▶ WHAT TO DO: Without the pictures, copy the entries below word for word.
........
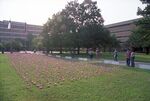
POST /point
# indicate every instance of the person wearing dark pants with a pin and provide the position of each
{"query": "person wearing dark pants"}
(132, 57)
(128, 53)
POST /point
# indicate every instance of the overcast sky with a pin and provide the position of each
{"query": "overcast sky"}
(38, 11)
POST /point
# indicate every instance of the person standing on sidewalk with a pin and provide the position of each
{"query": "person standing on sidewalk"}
(115, 55)
(132, 57)
(128, 53)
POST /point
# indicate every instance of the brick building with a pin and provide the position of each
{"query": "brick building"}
(17, 30)
(122, 30)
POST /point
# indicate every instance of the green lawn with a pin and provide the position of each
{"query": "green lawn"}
(122, 84)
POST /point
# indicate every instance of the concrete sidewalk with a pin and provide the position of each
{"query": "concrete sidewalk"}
(142, 65)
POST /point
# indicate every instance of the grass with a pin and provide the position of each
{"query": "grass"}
(121, 84)
(139, 57)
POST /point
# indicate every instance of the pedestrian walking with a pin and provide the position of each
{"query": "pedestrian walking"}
(97, 53)
(132, 57)
(127, 54)
(115, 55)
(90, 53)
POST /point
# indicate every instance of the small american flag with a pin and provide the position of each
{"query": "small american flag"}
(9, 25)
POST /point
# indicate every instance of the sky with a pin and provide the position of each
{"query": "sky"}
(38, 11)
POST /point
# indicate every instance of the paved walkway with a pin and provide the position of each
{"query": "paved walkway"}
(142, 65)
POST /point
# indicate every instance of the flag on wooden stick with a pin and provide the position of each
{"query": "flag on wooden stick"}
(9, 25)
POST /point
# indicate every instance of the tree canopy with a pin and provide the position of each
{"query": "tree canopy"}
(76, 26)
(141, 35)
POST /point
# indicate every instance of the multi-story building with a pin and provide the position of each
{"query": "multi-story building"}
(17, 30)
(122, 30)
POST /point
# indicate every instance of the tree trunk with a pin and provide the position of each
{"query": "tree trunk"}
(78, 51)
(147, 50)
(86, 50)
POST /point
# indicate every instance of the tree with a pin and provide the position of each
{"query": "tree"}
(141, 35)
(76, 26)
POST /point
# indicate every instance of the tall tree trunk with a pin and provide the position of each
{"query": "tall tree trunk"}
(147, 50)
(86, 50)
(78, 51)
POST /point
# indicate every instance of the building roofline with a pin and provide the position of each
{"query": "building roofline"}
(122, 23)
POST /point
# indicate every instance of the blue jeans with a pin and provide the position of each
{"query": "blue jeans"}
(128, 61)
(132, 62)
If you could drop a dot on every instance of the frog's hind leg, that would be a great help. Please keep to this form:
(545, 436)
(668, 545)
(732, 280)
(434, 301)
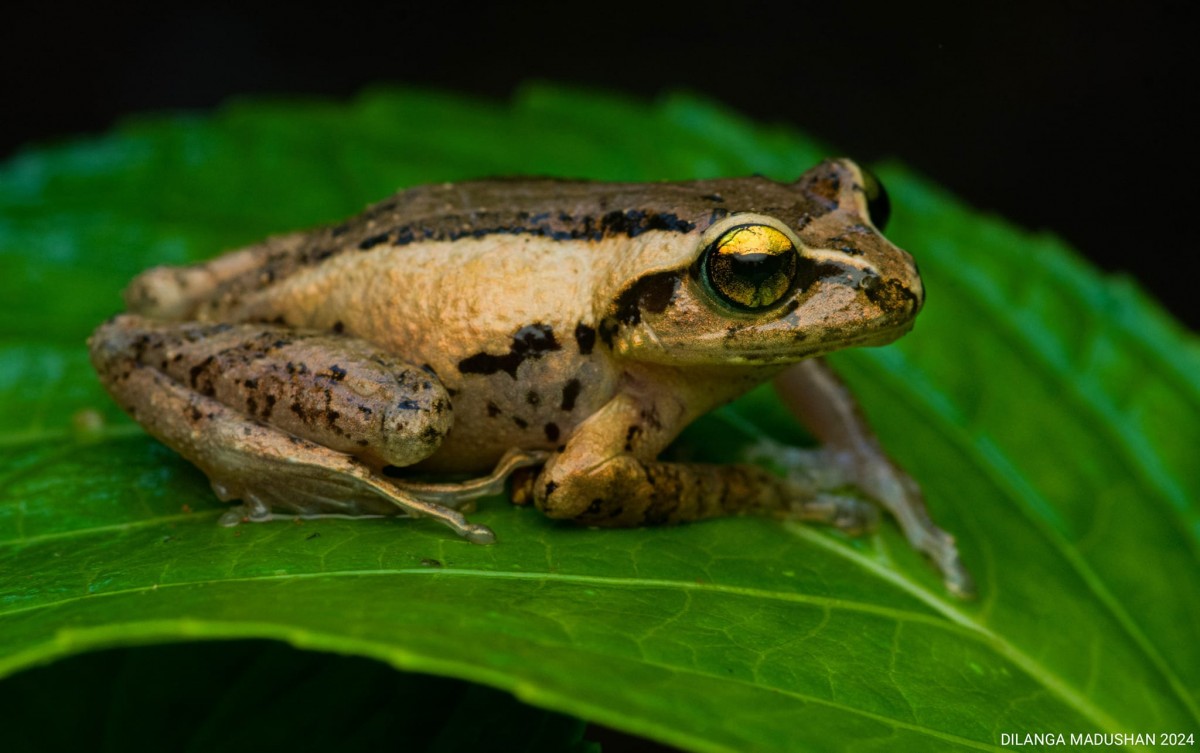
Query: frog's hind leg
(199, 405)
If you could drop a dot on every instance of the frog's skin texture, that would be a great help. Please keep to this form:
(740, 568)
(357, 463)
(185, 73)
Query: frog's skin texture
(563, 330)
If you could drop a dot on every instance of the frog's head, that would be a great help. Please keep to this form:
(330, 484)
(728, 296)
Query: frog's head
(775, 285)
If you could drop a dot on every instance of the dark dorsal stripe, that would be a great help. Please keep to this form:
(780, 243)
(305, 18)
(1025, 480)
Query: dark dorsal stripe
(563, 210)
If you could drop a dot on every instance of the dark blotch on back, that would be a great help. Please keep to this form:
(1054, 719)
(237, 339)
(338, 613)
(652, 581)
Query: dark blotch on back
(570, 392)
(586, 338)
(531, 342)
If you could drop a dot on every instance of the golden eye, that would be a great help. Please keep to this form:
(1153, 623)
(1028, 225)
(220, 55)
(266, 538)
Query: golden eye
(751, 266)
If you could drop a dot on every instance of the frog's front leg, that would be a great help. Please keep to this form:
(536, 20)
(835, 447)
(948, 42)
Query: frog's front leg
(607, 475)
(292, 422)
(820, 399)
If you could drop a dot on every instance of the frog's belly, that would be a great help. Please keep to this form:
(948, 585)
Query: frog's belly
(539, 409)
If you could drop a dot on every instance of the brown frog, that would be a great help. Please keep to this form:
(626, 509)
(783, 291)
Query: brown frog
(567, 330)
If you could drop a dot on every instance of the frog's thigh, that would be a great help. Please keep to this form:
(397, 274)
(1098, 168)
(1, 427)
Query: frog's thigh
(245, 457)
(336, 391)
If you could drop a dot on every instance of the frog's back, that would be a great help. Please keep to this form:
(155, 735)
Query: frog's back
(562, 211)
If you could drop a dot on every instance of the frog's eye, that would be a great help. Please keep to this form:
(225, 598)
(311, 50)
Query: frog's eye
(751, 266)
(879, 206)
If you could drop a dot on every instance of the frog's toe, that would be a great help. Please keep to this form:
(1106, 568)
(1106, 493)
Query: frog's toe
(847, 513)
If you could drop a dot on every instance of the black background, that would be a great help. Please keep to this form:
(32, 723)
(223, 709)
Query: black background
(1066, 116)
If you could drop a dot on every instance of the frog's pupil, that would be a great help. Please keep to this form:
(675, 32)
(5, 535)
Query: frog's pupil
(753, 266)
(756, 269)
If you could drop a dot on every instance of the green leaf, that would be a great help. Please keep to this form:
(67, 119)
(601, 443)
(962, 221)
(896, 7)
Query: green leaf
(1049, 413)
(258, 696)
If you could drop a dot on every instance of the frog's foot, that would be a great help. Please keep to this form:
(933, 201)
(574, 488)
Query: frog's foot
(816, 476)
(847, 513)
(459, 494)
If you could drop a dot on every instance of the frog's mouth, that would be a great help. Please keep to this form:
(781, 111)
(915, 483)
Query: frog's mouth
(755, 347)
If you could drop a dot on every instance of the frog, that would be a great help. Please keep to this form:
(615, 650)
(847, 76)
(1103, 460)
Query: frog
(551, 335)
........
▶ REPLY:
POST /point
# indicate every instance of the person wearing dark pants with a pin and provide the position of each
{"query": "person wearing dark pants"}
(132, 57)
(128, 53)
POST /point
# indicate every instance of the overcast sky with a pin and provide the position of each
{"query": "overcast sky"}
(38, 11)
POST /point
# indicate every instance of the person standing on sidewalk with a pin and provide the position of each
{"query": "person standing on sidewalk"}
(115, 55)
(132, 57)
(128, 53)
POST /point
# indicate every instance of the brick building with a pin and provide the position of each
{"query": "brick building"}
(17, 30)
(122, 30)
POST /point
# indicate every instance of the green lawn with a pin and provide the position of each
{"query": "green lawn"}
(122, 84)
POST /point
# indicate every instance of the concrete sidewalk with a pin and provide the position of each
{"query": "concrete sidewalk"}
(142, 65)
POST /point
# indicate every instance of the grass with a pin and provide the position of each
{"query": "grass"}
(121, 84)
(139, 57)
POST /point
# indicate every instance of the pedestrian walking with a pin and provide the position of each
{"query": "pedestrian walking"}
(97, 53)
(132, 57)
(127, 54)
(115, 55)
(90, 53)
POST /point
# indicate every instance of the small american flag with a pin and provide the position of each
{"query": "small american flag"}
(9, 25)
POST /point
# indicate every instance of the sky with a pin and provide the position of each
{"query": "sky"}
(38, 11)
POST /point
# indicate every instance of the paved walkway with a pin and provide the position of each
{"query": "paved walkway"}
(142, 65)
POST /point
# indicate every instance of the flag on wooden stick with a pin and provide the position of each
{"query": "flag on wooden stick"}
(9, 25)
POST /point
# indicate every instance of the tree canopy with a pin and provide the position of each
{"query": "tree canopy"}
(76, 26)
(141, 35)
POST /point
# indicate every instance of the multi-story building with a pin and provide the position of each
{"query": "multi-story building"}
(17, 30)
(122, 30)
POST /point
# indicate every instance of the tree trunk with a pin and provide the position of each
{"query": "tree trunk"}
(78, 51)
(147, 50)
(86, 50)
POST /point
# indicate every instance of the tree with a pin and provide the position of each
{"query": "tree"}
(141, 35)
(76, 26)
POST /point
# indicate every instance of the tall tree trunk with a pin and provide the position of each
{"query": "tall tree trunk"}
(147, 50)
(86, 50)
(78, 51)
POST /point
# indicate every instance of the building roofline with a pin and provide the position of each
{"query": "building roofline"}
(122, 23)
POST /point
# indicate every instance of the blue jeans with a pin and provide the position of each
{"query": "blue jeans"}
(128, 61)
(132, 62)
If you could drop a dot on every instance of the frog's hind leg, that would be a great help. Please keep to this form:
(545, 436)
(668, 545)
(732, 280)
(434, 301)
Query: frog's hind leg
(199, 405)
If you could drop a dot on every instance of the frog's skin texture, that would be a great help. Please keep to this form:
(740, 568)
(357, 463)
(185, 73)
Query: frog's skin texture
(563, 330)
If you could drop a dot on every instance of the frog's head, that would be a great help. Please keep to this form:
(330, 484)
(728, 296)
Query: frog's head
(775, 285)
If you could drop a dot on every instance of the dark dorsal stripe, that would be a great help. Please keep to this form:
(780, 243)
(305, 18)
(1025, 480)
Query: dark dorsal stripe
(563, 210)
If you could drop a dot on every instance of the dark blotch on back, that would be a great help. Please keep to this form:
(1054, 719)
(237, 339)
(338, 613)
(652, 581)
Query: dark blotch on back
(570, 392)
(586, 338)
(531, 342)
If you could drop a dot on every instance of the golden eye, that would be a great help. Please keep to this form:
(1153, 623)
(1028, 225)
(220, 55)
(266, 538)
Query: golden eye
(751, 266)
If you could drop a dot on every instance of the frog's front leg, that would be a great help. Please keep to this form:
(536, 20)
(835, 447)
(948, 42)
Query: frog's front leg
(607, 475)
(292, 422)
(820, 399)
If you could drop a dot on every instance of the frog's belly, that would be a great help. Please keep to this form:
(948, 585)
Query: frog's belly
(539, 409)
If you could drop a dot on every instance of the brown frog, that would be a great help. Please keep to this form:
(626, 509)
(783, 291)
Query: brown frog
(567, 330)
If you could drop a dot on every instance of the frog's thigh, that would be a great help. Please keep to this form:
(397, 274)
(1098, 168)
(1, 427)
Query: frog's thigh
(245, 457)
(336, 391)
If you could drop a dot on every instance of the frog's back, that would be a great help. Please keep to this form:
(155, 735)
Query: frog's back
(562, 211)
If you could drop a dot on every instance of the frog's eye, that would be a great help. Please keep to this form:
(225, 598)
(311, 50)
Query: frog's eye
(751, 266)
(879, 206)
If you could drop a dot on every instance of the frog's toe, that would be a great help. Please keep to this form:
(1106, 568)
(1106, 493)
Query: frog's toe
(847, 513)
If you could drop a dot on every instance of the black background, that would be a great help. Please keep to this form:
(32, 723)
(223, 709)
Query: black background
(1066, 116)
If you could drop a dot on every instance of the frog's pupil, that would be a great help. Please keep to this form:
(675, 32)
(5, 535)
Query: frog's pupil
(753, 266)
(756, 269)
If you could drop a dot on every instance of the green leaf, that would be a great help. Please keep to this form:
(67, 119)
(601, 443)
(962, 221)
(896, 7)
Query: green leaf
(1049, 413)
(258, 696)
If you could drop a dot on every instance of the frog's foot, that would be a great help. Please keep to this form:
(933, 201)
(574, 488)
Query: frog's foot
(816, 476)
(847, 513)
(459, 494)
If you could drop a dot on every instance of the frog's mouth, that would be a great help. Please keep to this form:
(781, 111)
(915, 483)
Query: frog's mouth
(755, 347)
If you could drop a dot on every instance of the frog, that would be a great help. Please keep to this form:
(615, 650)
(847, 76)
(1103, 460)
Query: frog
(551, 335)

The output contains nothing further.